Görev Tanımı —
Telekomünikasyon düzenlemesine ilişkin metne göre aşağıdaki soruları cevaplayın.
1. Telekomünikasyon Kurumu, 4502 sayılı Kanun'un kaçıncı maddesi ile kurulmuştur?
2. Telekomünikasyon Kurumu hangi işlevleri görmektedir?
3. Gelişmiş ülkelerdeki sektör yapısında işletmecilik faaliyetleri kimler tarafından ve hangi esaslar dairesinde yerine getirilmektedir?

Kaynak Metin —

27.01.2000 tarihli ve 4502 sayılı “ Telgraf ve Telefon Kanunu, Ulaştırma Bakanlığı’nın Teşkilat ve Görevleri Hakkında Kanun, Telsiz Kanunu, Posta Telgraf ve Telefon İdaresinin Biriktirme ve Yardım Sandığı Hakkında Kanun ile Genel Kadro ve Usulü hakkında Kanun Hükmünde Kararnamenin Eki Cetvellerde Değişiklik Yapılmasına Dair Kanun ” ile telekomünikasyon hizmetleri sektördeki hızlı değişime paralel olarak yeniden yapılandırılmıştır. Kanun’un 14. maddesi ile kurulan Telekomünikasyon Kurumu, telekomünikasyon hizmetlerinin yönlendirilmesi, düzenlenmesi ve denetlenmesi işlevlerini görmektedir. Bu durum, 4502 Sayılı Kanun’un genel gerekçesinde yer alan şu ifadelerle açıkça belirlenmiştir ;
“ Dünyada son yıllarda telekomünikasyon alanında göze çarpan en önemli gelişme, söz konusu alandaki politika belirleme, idari düzenleme ile işletmecilik görevlerinin birbirinden ayrılması ve her bir işlevin o işlevin niteliğine uygun esaslar dairesinde yürütülür hale gelmesidir. Bu çerçevede, gelişmiş ülkelerde uygulama alanı bulan sektör yapısı genel olarak siyasal sorumluluk taşıyan hükümetin sektör politikaları ile genel esaslar ve hedefleri belirlemesi, faaliyetlerinde özerk nitelikteki bir düzenletici otoritenin teknik nitelikteki genel idari düzenlemeleri yapması ve uygulaması, buna karşılık işletmecilik faaliyetlerinin de ekonomik esaslar dairesinde ticari kuruluşlar tarafından yerine getirilmesini içermektedir. ”

Bir segmentasyon veri kümesinden satırlar
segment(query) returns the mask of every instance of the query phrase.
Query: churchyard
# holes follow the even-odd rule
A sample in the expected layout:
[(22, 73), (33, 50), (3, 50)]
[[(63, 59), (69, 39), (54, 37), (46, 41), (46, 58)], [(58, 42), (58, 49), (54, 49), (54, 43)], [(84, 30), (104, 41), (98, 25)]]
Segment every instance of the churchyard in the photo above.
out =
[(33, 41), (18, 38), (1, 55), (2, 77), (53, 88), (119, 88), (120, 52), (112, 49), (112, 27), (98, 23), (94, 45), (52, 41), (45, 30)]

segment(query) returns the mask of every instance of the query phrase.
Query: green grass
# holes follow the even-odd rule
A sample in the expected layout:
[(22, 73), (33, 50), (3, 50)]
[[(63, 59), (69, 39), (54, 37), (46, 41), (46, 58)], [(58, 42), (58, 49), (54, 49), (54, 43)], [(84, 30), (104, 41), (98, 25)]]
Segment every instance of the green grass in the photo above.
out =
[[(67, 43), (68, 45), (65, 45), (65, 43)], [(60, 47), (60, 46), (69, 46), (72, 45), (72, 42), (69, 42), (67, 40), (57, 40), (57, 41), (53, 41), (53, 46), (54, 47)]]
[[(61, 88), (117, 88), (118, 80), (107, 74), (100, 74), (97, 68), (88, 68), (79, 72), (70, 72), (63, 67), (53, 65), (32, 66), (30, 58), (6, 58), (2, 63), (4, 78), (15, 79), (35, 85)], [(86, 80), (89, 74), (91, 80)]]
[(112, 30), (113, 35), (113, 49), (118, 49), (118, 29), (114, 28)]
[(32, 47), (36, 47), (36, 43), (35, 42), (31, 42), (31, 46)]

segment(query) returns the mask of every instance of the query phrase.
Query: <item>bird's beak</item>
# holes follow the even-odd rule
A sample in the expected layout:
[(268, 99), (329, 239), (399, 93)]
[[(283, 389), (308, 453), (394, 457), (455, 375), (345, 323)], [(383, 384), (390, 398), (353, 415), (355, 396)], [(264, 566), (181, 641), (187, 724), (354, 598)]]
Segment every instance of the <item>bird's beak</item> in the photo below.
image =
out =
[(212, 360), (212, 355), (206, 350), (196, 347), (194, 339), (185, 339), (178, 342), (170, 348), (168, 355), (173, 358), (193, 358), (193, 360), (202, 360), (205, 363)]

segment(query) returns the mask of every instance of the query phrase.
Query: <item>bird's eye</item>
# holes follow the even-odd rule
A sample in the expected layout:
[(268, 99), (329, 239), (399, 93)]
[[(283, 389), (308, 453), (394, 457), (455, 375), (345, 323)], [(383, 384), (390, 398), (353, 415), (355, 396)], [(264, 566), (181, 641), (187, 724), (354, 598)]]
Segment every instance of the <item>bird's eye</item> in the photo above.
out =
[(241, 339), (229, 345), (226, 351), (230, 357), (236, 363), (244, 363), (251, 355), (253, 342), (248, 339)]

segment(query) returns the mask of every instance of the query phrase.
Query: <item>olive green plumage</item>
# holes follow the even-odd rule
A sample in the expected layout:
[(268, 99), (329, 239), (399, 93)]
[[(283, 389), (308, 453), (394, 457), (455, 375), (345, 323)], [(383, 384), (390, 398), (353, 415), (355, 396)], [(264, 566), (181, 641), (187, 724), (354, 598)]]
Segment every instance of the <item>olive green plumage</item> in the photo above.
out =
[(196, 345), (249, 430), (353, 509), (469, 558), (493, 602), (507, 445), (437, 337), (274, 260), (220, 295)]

Alıştırma Cevabı —
1. Telekomünikasyon Kurumu, Kanun'un 14. maddesi ile kurulmuştur.
2. Kurum, telekomünikasyon hizmetlerini yönlendirme, düzenleme ve denetleme işlevlerini görmektedir.
3. İşletmecilik faaliyetleri, ekonomik esaslar dairesinde ticari kuruluşlar tarafından yerine getirilmektedir.